TASKS AND EXERCISES:
1. Name each app or service mentioned in the notes app thread below.
2. In the notes app thread below, what does the first poster suspect is keeping notes from syncing between iPhone and iPad?

SOURCE PASSAGE:

┌──

# Notes app for iPad



## luvmy4brats (Nov 9, 2008)

Either I'm missing something, or I can't sync my notes from my iPhone to my iPad. (I think it's because the iPad needs the 4.0 update..)

Anyone know of a good (but simple) app that I can use until the update gets pushed...


----------



## Mike D. aka jmiked (Oct 28, 2008)

I've been using Fliq app for notes and photos and such, but it's not inexpensive (although the iPod Touch/iPad parts are free. I already had it. Fliq also syncs to my laptop.

I'm looking for something better, but so far all the iThing apps I've looked at have been unsatisfactory. 


Mike


----------



## arshield (Nov 17, 2008)

Are you looking for text notes or drawing notes.  Evernote is one way.  A free account at evernote should have enough data for basic notes.  You install software on computer and ipad and it syncs through the internet.

There are a couple basic text editor programs that sync directly with dropbox (greatest things since peanut butter)

└──

(A run of records)
┌──

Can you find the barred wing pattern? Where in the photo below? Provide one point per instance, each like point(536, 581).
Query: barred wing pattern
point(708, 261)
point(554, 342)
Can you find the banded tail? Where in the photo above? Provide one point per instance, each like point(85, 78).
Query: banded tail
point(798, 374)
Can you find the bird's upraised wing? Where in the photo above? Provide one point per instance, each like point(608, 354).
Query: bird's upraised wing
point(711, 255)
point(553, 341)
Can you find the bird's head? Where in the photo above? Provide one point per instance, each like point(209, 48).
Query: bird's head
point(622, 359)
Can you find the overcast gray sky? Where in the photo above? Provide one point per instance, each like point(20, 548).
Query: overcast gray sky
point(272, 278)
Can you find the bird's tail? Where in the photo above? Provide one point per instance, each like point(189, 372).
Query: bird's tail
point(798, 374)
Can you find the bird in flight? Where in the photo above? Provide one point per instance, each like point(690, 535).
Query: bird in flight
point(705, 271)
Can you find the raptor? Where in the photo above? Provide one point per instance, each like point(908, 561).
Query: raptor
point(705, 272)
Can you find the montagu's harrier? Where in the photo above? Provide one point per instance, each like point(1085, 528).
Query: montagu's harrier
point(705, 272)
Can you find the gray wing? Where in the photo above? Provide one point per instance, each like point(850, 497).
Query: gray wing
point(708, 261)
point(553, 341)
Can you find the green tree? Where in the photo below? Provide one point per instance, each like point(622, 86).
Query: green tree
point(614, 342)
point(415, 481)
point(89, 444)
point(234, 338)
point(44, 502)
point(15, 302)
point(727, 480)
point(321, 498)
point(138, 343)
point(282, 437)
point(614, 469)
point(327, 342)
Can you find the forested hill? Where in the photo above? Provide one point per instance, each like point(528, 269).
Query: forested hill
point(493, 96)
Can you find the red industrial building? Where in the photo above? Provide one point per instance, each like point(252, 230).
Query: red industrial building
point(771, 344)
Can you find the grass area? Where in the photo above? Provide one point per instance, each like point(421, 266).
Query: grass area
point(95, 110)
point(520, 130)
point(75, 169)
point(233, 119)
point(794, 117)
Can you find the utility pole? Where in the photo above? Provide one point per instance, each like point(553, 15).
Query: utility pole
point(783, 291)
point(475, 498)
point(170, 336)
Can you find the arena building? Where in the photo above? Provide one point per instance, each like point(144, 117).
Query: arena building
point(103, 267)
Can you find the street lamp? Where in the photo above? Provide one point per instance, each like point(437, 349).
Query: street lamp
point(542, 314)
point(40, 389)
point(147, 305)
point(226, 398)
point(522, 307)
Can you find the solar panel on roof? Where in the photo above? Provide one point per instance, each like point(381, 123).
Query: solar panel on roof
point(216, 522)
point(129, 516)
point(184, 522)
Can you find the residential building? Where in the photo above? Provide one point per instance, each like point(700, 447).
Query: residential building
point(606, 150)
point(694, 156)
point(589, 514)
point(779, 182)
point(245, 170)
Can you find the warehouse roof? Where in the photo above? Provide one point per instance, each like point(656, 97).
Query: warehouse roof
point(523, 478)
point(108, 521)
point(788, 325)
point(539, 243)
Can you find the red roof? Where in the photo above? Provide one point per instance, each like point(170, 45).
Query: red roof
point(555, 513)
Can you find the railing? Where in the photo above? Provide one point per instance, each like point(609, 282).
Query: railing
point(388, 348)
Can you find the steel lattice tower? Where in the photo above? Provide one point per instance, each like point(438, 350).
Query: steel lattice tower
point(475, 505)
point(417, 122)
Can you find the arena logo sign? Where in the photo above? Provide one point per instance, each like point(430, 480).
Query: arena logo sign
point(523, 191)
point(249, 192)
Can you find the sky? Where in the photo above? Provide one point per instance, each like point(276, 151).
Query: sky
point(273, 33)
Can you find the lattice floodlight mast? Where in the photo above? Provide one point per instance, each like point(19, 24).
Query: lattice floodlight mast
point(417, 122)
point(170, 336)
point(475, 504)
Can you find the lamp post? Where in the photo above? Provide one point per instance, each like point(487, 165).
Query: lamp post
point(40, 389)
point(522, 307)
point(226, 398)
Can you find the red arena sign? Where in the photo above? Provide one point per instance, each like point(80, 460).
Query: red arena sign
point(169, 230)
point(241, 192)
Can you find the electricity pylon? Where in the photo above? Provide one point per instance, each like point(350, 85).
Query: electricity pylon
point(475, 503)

└──

PER-TASK OUTPUTS:
1.
Fliq
Evernote
dropbox

2. The iPad needs the 4.0 update.